The exercise
The required output is the line containing "If you could point to the reflection" through the final line of the material below, printed exactly, with no other lines.

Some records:
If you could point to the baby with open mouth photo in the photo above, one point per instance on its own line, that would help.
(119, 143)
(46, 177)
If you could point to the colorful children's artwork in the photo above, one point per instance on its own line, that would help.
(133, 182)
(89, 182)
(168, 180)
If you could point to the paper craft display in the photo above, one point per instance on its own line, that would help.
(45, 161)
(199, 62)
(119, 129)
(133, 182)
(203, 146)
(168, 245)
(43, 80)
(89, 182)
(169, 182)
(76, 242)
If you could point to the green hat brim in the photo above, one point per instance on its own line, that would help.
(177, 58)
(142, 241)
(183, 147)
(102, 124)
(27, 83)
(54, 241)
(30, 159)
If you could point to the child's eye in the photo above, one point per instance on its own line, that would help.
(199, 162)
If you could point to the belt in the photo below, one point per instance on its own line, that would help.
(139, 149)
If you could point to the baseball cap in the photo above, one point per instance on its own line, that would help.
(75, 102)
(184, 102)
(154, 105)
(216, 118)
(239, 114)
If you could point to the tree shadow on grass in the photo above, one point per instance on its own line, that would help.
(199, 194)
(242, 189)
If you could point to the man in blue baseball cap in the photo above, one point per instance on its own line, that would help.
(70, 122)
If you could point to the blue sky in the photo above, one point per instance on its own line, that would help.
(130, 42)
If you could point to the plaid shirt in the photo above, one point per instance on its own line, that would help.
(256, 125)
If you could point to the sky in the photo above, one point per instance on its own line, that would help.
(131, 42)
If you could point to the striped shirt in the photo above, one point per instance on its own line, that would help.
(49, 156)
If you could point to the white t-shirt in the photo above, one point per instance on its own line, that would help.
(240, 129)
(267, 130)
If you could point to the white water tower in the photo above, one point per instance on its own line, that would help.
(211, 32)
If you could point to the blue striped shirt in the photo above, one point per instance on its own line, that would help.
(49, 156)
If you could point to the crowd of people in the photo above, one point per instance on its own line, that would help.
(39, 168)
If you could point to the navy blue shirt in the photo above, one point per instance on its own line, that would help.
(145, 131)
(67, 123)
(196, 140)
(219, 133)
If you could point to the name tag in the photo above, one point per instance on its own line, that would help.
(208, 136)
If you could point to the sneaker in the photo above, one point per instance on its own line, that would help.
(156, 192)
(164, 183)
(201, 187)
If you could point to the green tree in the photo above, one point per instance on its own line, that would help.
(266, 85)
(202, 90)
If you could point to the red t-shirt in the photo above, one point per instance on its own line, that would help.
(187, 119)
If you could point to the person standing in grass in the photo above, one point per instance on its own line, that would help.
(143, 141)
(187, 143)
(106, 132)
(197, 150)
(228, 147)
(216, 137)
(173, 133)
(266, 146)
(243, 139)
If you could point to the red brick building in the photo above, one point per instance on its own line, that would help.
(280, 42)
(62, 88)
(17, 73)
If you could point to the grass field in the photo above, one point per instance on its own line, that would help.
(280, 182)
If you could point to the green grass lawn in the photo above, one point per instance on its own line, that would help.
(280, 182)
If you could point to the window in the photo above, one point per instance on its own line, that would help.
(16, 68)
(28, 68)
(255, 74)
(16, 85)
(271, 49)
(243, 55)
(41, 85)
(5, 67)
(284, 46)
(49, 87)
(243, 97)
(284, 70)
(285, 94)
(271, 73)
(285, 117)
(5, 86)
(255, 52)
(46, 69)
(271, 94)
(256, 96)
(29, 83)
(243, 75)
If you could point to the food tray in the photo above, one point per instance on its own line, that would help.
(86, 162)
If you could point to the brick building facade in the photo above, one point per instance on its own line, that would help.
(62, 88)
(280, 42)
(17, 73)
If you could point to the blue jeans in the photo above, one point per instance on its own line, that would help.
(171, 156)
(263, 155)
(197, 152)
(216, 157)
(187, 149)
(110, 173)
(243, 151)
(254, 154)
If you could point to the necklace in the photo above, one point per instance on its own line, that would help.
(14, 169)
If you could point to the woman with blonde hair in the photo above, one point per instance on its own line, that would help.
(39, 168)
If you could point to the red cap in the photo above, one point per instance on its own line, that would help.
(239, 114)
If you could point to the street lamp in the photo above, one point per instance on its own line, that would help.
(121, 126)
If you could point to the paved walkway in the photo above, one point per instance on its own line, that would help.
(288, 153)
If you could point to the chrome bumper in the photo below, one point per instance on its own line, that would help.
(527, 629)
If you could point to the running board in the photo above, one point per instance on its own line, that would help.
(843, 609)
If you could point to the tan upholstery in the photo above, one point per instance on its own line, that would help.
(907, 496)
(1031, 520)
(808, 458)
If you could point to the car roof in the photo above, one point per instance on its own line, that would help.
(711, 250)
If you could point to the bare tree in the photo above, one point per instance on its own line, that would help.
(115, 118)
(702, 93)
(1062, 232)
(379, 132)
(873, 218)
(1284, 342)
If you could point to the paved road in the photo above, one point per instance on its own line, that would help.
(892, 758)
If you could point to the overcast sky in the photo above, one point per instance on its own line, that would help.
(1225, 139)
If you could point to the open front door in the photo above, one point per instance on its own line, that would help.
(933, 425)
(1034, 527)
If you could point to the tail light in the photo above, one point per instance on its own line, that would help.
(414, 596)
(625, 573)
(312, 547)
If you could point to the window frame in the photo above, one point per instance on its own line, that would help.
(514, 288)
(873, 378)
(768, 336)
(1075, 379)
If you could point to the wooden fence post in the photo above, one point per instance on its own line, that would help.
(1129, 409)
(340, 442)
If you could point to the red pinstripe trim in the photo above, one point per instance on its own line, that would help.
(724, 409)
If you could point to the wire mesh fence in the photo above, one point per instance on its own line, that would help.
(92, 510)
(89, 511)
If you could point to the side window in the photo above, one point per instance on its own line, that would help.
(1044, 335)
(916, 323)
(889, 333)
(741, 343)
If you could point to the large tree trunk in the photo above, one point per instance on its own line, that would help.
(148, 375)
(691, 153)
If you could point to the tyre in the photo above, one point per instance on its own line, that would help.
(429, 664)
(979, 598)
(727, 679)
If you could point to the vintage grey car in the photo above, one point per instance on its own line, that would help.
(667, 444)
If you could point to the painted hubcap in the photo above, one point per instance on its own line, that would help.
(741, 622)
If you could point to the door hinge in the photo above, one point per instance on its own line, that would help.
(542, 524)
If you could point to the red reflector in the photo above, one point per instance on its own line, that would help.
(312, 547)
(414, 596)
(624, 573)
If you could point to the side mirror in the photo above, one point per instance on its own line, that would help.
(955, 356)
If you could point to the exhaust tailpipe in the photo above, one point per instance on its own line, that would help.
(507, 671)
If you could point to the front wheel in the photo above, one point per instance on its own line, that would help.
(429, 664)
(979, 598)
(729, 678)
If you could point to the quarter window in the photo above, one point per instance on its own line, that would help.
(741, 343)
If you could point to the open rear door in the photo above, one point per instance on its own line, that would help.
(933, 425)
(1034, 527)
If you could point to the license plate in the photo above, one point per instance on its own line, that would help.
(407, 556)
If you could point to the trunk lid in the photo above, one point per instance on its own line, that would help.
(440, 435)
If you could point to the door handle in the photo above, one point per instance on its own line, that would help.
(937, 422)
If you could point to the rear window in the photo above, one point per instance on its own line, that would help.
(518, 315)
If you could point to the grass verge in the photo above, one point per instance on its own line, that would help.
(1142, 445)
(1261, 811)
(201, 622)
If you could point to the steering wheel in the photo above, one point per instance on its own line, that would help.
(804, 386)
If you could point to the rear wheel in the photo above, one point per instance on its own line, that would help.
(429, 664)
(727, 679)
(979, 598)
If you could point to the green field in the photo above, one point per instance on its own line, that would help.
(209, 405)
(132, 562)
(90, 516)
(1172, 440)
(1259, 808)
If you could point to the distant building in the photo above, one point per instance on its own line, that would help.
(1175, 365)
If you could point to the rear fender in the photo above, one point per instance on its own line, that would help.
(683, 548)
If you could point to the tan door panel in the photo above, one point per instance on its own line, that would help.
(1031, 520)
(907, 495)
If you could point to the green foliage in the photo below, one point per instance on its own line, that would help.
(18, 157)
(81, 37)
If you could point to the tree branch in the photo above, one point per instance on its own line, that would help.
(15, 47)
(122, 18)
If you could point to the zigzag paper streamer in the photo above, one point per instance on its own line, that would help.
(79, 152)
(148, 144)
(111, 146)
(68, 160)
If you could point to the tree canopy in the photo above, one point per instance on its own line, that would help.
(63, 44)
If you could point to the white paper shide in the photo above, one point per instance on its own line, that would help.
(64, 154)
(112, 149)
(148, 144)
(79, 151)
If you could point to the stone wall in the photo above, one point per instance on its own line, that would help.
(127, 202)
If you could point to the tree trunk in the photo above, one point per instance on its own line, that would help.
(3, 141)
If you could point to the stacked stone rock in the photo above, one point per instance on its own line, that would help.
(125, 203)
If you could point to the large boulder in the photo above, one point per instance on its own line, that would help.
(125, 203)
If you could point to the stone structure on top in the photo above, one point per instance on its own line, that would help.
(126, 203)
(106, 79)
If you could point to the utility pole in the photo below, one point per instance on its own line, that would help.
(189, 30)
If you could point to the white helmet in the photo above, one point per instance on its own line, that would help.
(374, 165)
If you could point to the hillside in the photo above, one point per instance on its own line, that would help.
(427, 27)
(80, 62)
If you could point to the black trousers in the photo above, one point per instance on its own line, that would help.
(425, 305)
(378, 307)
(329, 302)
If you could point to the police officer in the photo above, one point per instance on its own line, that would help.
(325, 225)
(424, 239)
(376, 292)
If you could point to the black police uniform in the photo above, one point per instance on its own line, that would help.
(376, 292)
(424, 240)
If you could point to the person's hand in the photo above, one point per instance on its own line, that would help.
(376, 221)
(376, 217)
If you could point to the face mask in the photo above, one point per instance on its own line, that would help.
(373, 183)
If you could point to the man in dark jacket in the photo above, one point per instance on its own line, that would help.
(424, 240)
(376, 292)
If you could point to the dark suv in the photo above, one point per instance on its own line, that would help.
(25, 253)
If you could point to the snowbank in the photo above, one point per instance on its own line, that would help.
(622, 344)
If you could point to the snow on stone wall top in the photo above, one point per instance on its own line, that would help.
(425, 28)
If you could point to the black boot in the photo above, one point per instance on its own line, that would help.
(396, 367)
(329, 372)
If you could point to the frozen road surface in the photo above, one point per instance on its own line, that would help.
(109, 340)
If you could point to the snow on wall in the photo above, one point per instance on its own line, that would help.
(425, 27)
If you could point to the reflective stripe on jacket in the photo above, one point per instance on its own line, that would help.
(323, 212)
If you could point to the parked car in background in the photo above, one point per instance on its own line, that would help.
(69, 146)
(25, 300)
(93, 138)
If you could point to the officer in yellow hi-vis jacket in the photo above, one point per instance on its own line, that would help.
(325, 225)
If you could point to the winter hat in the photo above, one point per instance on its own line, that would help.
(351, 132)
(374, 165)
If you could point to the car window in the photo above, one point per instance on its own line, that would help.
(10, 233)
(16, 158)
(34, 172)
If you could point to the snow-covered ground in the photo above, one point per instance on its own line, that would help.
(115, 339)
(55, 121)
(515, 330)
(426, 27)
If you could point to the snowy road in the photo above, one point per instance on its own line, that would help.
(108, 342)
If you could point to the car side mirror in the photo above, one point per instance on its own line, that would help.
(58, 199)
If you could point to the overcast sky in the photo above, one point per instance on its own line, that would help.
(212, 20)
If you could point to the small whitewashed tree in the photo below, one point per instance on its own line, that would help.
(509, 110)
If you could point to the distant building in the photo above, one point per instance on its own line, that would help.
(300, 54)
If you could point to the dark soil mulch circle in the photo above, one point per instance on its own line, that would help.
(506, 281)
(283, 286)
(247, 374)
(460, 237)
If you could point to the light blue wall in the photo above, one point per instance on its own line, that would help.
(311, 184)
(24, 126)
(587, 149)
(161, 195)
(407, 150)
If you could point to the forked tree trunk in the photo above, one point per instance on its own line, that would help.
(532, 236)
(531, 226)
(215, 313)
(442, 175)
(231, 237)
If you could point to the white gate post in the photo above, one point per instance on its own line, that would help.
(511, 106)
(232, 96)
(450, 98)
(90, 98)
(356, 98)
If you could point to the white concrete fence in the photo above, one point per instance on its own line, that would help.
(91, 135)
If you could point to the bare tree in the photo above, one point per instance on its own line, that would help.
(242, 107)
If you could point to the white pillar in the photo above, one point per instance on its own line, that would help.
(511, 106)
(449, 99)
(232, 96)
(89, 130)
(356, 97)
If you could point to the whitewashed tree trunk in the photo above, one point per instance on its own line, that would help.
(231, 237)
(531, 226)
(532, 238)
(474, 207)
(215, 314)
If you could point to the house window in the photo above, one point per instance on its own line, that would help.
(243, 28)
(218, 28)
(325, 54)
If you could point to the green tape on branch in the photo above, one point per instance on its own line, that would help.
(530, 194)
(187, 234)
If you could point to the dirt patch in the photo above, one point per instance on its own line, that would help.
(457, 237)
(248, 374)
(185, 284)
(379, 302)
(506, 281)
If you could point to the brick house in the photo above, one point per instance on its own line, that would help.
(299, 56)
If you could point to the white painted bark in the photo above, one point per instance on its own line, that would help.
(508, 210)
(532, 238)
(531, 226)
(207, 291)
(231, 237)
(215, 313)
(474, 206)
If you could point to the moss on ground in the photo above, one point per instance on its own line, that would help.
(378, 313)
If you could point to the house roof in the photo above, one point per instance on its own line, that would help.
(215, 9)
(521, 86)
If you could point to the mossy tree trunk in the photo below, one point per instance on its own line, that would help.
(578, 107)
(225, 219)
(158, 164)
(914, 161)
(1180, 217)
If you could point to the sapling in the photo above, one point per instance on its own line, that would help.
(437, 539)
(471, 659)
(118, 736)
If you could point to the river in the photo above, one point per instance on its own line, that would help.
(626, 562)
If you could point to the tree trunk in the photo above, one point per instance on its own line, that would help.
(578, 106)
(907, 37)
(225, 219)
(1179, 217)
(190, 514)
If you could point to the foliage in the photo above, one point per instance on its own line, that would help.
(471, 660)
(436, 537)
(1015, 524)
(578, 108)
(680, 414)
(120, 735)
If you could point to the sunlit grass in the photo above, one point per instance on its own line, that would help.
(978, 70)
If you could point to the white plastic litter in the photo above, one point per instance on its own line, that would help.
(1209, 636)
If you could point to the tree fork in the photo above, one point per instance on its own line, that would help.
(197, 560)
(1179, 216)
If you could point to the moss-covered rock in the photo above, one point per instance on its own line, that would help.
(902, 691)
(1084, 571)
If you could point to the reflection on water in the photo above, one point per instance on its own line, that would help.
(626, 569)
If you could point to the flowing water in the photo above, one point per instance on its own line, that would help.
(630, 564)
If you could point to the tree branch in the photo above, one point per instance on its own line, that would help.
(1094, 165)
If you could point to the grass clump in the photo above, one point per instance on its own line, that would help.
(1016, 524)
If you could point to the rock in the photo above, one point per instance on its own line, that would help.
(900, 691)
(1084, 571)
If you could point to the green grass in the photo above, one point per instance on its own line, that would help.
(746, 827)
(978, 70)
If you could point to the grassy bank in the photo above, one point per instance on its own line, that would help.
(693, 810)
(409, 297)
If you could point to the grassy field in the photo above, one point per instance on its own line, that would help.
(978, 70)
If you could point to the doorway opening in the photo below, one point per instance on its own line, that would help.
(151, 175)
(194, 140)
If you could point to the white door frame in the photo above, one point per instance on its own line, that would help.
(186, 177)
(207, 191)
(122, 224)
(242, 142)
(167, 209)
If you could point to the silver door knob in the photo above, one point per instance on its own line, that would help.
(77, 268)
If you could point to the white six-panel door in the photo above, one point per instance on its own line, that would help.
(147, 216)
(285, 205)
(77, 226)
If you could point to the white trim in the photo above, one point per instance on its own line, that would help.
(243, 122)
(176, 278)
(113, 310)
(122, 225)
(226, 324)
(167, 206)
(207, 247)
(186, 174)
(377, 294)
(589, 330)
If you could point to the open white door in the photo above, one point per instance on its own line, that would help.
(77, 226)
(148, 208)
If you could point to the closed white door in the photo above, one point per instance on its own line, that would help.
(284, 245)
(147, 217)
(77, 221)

Result
If you could point to the reflection on water in the photo above, one point per instance on its own line, that would help.
(626, 569)
If you could point to the flowing water in the photo above, one point per instance on its own line, that would help.
(630, 564)
If you could point to the tree branch in the photo above, one point per instance on its own line, that would help.
(1094, 165)
If you could point to the grass clump in the photo above, one point per instance on its own line, that would help.
(1016, 524)
If you could point to the rock in the photo above, one point per instance on its own line, that would help.
(900, 691)
(1084, 571)
If you could point to the green grass in the photo above, one point per instance on its own line, that would help.
(746, 827)
(978, 70)
If you could point to the grassy bank in the photo above, one point per instance on its own line, that would help.
(693, 810)
(409, 297)
If you could point to the grassy field in the photo above, one point per instance on its own line, that would help.
(978, 70)
If you could point to the doorway opening in the photo below, one point per instance on its own line, that would help.
(151, 175)
(194, 140)
If you could point to the white door frame in the photo above, one point per instance on its own line, that would help.
(186, 177)
(207, 191)
(122, 224)
(242, 142)
(167, 209)
If you could point to the silver door knob in the photo above, one point per instance on its own line, that would help.
(77, 268)
If you could point to the white six-panel door in the photo above, one point per instance on its own line, that would help.
(147, 216)
(285, 205)
(77, 226)
If you could point to the white trim in the photo above, one point per instance on its own line, that would help.
(243, 122)
(176, 278)
(113, 310)
(122, 225)
(226, 324)
(167, 206)
(207, 247)
(186, 174)
(377, 294)
(589, 330)
If you could point to the open white door in the photo above, one point per instance on its own line, that would help.
(77, 226)
(148, 208)
If you could point to the closed white door in the photo above, one point per instance on its own line, that would help.
(284, 245)
(147, 217)
(77, 221)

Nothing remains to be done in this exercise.